Task |
Can you repeat the records word for word, from the line containing "Batch job #47 — class: dark window." up to and including the line containing "225;105;233;115"?

Detection annotation records |
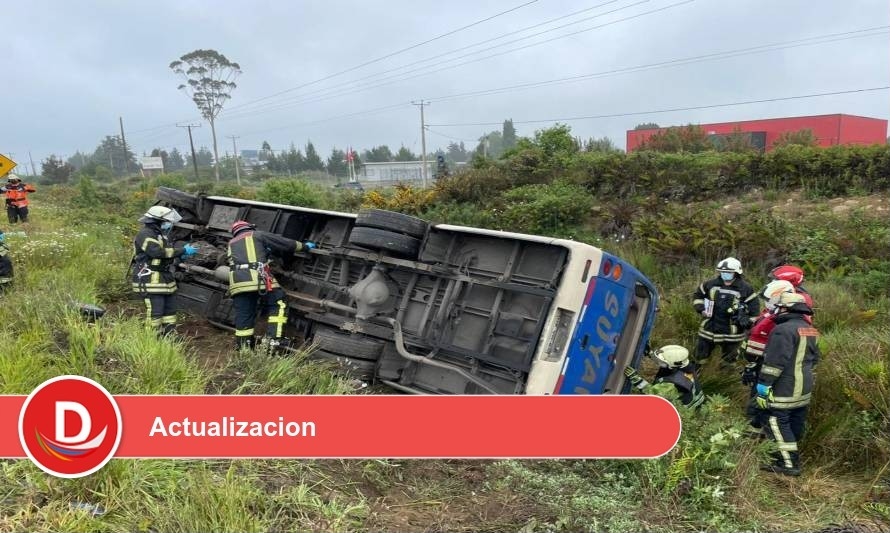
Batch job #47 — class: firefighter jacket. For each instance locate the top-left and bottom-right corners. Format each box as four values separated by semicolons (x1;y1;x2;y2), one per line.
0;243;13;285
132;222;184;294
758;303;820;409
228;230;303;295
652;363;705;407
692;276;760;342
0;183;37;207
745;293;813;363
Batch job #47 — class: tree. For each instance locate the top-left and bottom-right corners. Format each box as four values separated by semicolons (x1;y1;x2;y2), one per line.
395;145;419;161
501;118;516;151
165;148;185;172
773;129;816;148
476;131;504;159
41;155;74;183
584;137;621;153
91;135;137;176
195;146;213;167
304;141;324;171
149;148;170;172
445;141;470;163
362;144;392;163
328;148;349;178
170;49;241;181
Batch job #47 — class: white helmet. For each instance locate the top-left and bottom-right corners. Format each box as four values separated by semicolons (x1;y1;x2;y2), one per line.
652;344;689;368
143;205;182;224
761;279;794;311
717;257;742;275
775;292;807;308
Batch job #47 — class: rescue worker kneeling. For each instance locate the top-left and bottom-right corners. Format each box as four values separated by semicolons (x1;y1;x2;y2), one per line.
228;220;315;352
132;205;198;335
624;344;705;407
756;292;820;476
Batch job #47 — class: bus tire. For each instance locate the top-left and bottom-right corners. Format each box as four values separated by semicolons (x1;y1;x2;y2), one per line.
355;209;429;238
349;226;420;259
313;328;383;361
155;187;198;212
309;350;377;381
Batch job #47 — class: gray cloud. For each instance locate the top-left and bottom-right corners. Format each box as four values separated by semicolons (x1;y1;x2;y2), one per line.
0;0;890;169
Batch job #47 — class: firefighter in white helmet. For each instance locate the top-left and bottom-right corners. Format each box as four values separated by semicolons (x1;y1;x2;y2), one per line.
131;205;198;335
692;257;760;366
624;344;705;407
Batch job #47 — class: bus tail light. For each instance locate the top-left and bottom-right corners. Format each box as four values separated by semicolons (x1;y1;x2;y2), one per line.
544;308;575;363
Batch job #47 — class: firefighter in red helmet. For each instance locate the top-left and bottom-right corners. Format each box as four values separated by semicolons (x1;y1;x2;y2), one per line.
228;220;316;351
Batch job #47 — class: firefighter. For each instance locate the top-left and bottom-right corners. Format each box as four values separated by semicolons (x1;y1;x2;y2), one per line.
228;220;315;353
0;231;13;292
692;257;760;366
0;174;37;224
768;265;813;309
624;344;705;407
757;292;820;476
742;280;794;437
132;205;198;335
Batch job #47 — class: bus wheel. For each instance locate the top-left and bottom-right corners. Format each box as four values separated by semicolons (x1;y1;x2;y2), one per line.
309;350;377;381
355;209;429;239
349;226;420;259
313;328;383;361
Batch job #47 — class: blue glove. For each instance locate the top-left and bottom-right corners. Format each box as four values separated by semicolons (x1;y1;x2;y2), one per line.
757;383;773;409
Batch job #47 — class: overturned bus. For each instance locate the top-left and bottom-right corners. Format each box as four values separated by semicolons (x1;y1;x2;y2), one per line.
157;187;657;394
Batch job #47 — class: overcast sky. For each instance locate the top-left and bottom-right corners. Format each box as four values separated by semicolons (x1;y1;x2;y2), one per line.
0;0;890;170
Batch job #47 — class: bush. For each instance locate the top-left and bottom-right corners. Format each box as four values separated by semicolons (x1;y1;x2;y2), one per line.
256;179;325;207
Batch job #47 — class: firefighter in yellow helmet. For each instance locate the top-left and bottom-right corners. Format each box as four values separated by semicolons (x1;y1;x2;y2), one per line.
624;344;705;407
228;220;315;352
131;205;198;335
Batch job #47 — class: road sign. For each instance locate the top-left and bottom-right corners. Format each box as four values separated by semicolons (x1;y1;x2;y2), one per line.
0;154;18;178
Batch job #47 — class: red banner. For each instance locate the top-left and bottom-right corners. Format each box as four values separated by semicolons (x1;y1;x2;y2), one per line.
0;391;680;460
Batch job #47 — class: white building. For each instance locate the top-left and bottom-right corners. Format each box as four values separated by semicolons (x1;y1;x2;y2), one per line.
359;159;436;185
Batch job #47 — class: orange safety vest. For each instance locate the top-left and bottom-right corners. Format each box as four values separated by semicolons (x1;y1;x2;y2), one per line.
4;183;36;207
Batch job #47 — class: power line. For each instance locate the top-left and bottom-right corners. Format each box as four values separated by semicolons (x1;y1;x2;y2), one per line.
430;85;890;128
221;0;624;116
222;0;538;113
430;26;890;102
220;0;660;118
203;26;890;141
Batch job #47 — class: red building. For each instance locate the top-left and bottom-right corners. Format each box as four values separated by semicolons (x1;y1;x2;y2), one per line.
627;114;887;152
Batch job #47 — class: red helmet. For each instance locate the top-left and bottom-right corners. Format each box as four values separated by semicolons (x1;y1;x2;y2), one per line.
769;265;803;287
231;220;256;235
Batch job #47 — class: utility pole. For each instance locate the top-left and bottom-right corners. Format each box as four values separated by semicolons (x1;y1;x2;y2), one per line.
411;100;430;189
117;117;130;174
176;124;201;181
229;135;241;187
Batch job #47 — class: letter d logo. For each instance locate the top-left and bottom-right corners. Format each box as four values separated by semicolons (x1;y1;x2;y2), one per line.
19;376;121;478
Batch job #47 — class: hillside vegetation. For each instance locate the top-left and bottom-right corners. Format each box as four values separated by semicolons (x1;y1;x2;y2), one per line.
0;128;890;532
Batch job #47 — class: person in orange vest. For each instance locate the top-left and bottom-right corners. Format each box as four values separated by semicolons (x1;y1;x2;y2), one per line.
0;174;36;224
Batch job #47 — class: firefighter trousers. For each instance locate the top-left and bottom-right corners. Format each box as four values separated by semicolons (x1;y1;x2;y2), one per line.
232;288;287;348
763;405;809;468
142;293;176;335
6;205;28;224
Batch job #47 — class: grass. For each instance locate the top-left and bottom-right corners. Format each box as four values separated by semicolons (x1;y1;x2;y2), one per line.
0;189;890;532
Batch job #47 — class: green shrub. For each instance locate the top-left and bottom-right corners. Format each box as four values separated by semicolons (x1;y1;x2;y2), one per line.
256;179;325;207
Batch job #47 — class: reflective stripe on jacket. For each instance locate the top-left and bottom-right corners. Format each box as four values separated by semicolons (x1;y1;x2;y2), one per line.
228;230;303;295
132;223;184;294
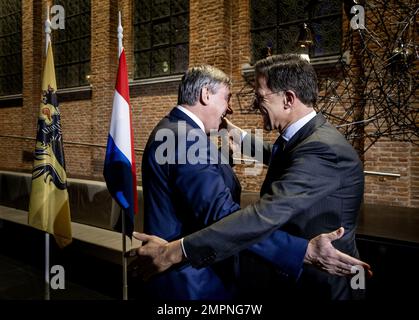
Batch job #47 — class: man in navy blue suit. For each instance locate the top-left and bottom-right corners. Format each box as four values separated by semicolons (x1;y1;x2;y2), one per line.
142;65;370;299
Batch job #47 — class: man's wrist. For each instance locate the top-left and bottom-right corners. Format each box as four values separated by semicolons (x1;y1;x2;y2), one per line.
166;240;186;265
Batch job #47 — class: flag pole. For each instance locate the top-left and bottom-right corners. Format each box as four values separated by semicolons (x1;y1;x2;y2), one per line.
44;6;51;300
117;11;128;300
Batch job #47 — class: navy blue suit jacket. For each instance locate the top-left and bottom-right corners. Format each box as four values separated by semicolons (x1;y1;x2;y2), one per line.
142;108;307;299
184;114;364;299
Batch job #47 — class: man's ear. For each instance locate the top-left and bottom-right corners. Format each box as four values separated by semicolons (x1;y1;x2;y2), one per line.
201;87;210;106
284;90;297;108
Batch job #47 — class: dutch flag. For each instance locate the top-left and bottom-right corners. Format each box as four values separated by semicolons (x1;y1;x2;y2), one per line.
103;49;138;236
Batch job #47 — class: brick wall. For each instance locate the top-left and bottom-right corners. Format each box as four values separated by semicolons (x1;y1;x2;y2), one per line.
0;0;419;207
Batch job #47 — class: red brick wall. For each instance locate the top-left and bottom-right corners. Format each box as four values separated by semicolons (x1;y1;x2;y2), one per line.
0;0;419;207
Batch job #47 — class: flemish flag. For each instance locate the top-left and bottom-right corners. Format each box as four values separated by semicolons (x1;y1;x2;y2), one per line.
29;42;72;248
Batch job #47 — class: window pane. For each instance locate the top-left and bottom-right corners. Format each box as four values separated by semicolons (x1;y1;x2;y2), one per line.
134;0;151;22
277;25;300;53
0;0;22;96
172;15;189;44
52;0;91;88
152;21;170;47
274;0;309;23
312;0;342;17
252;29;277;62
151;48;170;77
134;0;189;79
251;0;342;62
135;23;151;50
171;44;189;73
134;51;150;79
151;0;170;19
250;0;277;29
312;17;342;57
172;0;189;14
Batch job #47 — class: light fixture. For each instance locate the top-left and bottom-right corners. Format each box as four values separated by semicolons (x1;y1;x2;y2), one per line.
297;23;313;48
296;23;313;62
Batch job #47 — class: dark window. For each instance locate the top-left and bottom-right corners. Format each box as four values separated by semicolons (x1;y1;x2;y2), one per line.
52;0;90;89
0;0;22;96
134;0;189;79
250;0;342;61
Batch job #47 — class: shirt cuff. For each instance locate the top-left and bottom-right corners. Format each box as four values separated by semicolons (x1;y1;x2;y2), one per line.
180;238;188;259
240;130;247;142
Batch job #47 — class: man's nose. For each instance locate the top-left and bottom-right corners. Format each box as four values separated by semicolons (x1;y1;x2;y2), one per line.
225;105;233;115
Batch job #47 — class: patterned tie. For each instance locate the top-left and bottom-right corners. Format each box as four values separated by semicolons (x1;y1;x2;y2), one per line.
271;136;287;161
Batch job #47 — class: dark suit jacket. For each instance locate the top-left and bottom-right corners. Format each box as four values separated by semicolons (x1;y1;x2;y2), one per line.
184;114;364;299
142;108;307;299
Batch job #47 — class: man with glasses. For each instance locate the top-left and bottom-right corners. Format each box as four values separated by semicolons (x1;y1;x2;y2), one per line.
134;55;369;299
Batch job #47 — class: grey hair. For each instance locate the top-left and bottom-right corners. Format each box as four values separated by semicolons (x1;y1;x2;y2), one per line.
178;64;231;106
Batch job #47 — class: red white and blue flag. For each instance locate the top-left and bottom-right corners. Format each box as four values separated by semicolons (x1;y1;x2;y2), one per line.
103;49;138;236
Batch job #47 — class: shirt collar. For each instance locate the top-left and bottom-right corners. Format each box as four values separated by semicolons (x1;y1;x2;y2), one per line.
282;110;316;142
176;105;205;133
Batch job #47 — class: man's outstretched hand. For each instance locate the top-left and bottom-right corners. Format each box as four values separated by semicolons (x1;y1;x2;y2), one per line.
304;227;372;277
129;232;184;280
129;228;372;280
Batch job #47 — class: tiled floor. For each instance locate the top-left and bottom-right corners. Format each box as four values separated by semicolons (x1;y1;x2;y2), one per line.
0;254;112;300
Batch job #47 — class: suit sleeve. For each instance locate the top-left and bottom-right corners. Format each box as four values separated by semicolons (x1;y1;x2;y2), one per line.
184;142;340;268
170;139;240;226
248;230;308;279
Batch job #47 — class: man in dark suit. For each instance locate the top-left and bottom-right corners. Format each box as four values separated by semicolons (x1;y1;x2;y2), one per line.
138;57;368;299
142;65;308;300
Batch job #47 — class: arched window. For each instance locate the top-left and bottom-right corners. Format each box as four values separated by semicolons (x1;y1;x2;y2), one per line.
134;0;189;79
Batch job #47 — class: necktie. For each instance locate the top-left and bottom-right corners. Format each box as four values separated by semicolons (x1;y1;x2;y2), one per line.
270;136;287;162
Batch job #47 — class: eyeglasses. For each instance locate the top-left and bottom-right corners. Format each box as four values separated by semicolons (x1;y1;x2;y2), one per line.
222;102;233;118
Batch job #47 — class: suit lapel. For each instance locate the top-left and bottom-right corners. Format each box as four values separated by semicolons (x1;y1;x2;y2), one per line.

The answer |
Batch job #47 — class: dark window. For each instance locate the top-left and bottom-right corners. Format each box as four values separated by semicolons (x1;y1;x2;y2), one per line.
52;0;90;89
0;0;22;96
134;0;189;79
250;0;342;61
Batch job #47 — class: shirt cuff. For each instance locate the top-left and bottom-right corners. Format each box as four values separated by semicolons (x1;y1;x2;y2), one per line.
180;238;188;259
240;130;247;142
Batch job #47 — class: man's nose. For each instance locate the top-left and bottom-right corners. Format each box as four values separated by semicolons (x1;y1;x2;y2), one per line.
225;105;233;115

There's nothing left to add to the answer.